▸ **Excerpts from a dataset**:
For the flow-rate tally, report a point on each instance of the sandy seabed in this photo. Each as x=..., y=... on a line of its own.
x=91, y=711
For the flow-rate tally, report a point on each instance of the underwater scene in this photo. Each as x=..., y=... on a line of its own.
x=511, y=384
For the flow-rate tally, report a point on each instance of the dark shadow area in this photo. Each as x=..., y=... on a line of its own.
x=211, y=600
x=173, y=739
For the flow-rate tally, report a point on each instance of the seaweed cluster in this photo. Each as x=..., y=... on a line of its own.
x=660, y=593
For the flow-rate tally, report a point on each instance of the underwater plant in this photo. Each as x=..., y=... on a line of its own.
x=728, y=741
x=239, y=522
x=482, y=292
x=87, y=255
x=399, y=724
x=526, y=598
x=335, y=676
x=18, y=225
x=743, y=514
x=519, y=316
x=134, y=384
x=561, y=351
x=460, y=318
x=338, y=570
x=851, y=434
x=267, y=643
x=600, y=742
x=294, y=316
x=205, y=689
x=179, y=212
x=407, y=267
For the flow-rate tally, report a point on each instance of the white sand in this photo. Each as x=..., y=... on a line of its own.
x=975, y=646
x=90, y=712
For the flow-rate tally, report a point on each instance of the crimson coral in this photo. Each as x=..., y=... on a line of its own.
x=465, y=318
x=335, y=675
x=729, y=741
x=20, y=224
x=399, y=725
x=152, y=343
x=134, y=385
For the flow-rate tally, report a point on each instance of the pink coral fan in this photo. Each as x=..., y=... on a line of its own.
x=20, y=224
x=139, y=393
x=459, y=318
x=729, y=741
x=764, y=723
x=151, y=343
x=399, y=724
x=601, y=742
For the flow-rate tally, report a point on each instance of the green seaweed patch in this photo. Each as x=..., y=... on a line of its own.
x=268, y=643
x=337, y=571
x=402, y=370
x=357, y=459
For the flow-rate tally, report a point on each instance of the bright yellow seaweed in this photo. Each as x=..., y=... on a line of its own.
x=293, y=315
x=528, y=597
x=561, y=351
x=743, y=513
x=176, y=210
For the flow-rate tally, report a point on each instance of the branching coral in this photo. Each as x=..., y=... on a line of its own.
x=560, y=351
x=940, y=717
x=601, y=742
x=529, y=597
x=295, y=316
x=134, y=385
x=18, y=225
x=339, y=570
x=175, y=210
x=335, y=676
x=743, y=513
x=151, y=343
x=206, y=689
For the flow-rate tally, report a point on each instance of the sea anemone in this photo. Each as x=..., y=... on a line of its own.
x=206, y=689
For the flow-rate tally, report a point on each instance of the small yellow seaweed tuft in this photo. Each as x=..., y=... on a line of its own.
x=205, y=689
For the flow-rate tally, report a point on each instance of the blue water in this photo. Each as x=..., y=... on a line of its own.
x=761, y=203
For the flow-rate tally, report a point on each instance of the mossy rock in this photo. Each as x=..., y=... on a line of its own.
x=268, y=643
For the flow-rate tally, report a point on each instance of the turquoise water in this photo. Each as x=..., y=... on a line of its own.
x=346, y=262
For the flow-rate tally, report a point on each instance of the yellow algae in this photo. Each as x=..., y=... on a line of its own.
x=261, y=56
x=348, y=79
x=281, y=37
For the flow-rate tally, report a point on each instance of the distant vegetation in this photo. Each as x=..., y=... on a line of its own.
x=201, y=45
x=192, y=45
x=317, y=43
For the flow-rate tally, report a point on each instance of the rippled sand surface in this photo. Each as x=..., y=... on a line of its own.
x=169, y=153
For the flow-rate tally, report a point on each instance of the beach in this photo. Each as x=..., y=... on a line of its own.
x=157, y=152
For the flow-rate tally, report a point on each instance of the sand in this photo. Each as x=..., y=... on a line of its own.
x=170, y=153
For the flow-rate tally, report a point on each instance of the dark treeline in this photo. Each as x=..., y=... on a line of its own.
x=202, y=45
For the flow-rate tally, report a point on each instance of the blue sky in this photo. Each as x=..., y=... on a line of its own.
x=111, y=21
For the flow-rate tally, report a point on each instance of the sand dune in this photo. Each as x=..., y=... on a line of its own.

▸ **Problem statement**:
The records above are to be set down again exactly as written.

▸ **Result of this exercise**:
For the flow-rate tally, report a point on each instance of the sandy seabed in this photo. Each as x=..., y=... on a line of its own.
x=91, y=711
For the flow-rate tally, report a point on each instance of the underwater scene in this photo. Each as x=..., y=... on a line of its own.
x=511, y=384
For the flow-rate tally, report a point on each instance of the dark shadow area in this photo. Each as x=..., y=... on a line of its own.
x=211, y=600
x=173, y=739
For the flow-rate tally, report a point on each instance of the seaweed cluster in this photo. Each as x=..., y=... on a line of its own.
x=660, y=593
For the flow-rate tally, report a point on each instance of the underwater plant in this photo. Each as x=..., y=... on a line of its own.
x=728, y=741
x=239, y=522
x=482, y=292
x=87, y=255
x=399, y=724
x=526, y=598
x=335, y=676
x=18, y=225
x=743, y=514
x=519, y=316
x=134, y=384
x=561, y=351
x=460, y=318
x=338, y=570
x=851, y=434
x=267, y=643
x=600, y=742
x=294, y=316
x=205, y=689
x=179, y=212
x=407, y=267
For the flow-rate tally, report a point on each instance of the white sand in this photo. Each as x=..., y=... on a line of its own.
x=975, y=646
x=90, y=712
For the flow-rate tally, report a point on each instance of the crimson coral in this photo. Each as x=..., y=... on a line of its own.
x=465, y=318
x=335, y=675
x=729, y=741
x=20, y=224
x=399, y=725
x=152, y=343
x=134, y=385
For the flow-rate tally, report a point on each instance of the pink coral fan in this photo. Each as x=..., y=... on a line of its own.
x=20, y=224
x=139, y=393
x=459, y=318
x=729, y=741
x=764, y=723
x=151, y=343
x=399, y=724
x=601, y=742
For the flow-rate tally, report a point on each instance of the green seaweed patch in this photo. Each as x=..., y=... on a line of its own.
x=268, y=643
x=337, y=571
x=402, y=370
x=357, y=459
For the flow-rate tally, report a point on each instance of the bright yellow seaweed in this photo. Each as x=..., y=... on a line of its own.
x=293, y=315
x=528, y=597
x=561, y=351
x=743, y=513
x=176, y=210
For the flow-rate tally, report a point on each instance of the branching coral in this photo. Each as x=..., y=... on a line of its own.
x=560, y=351
x=940, y=717
x=601, y=742
x=529, y=597
x=295, y=316
x=134, y=385
x=18, y=225
x=339, y=570
x=175, y=210
x=335, y=676
x=743, y=513
x=151, y=343
x=206, y=689
For the flow-rate tally, report a point on each instance of the sea anemone in this photo. Each as x=..., y=... on a line of its own.
x=206, y=689
For the flow-rate tally, report a point on each instance of the small yellow seaweed tuft in this photo. Each as x=..., y=... on a line of its own.
x=205, y=689
For the flow-rate tally, report a point on each instance of the blue water in this photo. Each as x=..., y=... on a line of its own.
x=761, y=203
For the flow-rate tally, report a point on each instance of the mossy rock in this photo. Each as x=..., y=... on a line of its own.
x=268, y=643
For the flow-rate tally, report a point on each instance of the turquoise water in this photo. Each as x=..., y=... on a line of its own.
x=346, y=262
For the flow-rate tally, report a point on each instance of the yellow algae in this photo. Each as x=..., y=... on a line of its own.
x=261, y=56
x=348, y=79
x=281, y=37
For the flow-rate tally, report a point on each instance of the distant vegetation in this photo. Each as x=..., y=... on a line of its own.
x=201, y=45
x=192, y=45
x=317, y=43
For the flow-rate tally, report a point on each instance of the rippled sand surface in this photo. Each as x=..., y=... on a line of its own.
x=169, y=153
For the flow-rate tally, report a point on each instance of the beach in this photo. Each as x=..., y=... on a line of its own.
x=157, y=152
For the flow-rate tally, report a point on each instance of the sand in this photo. Each as x=..., y=... on a line of its own.
x=170, y=153
For the flow-rate tally, report a point on each instance of the dark treeline in this photo. Each as x=..., y=... on a line of its own.
x=202, y=45
For the flow-rate tally, report a point on each instance of the blue sky in this photo. Each as x=..., y=... on a line of its own.
x=111, y=21
For the flow-rate tally, report a point on each instance of the sand dune in this photo. Each as x=..., y=... on a line of its own.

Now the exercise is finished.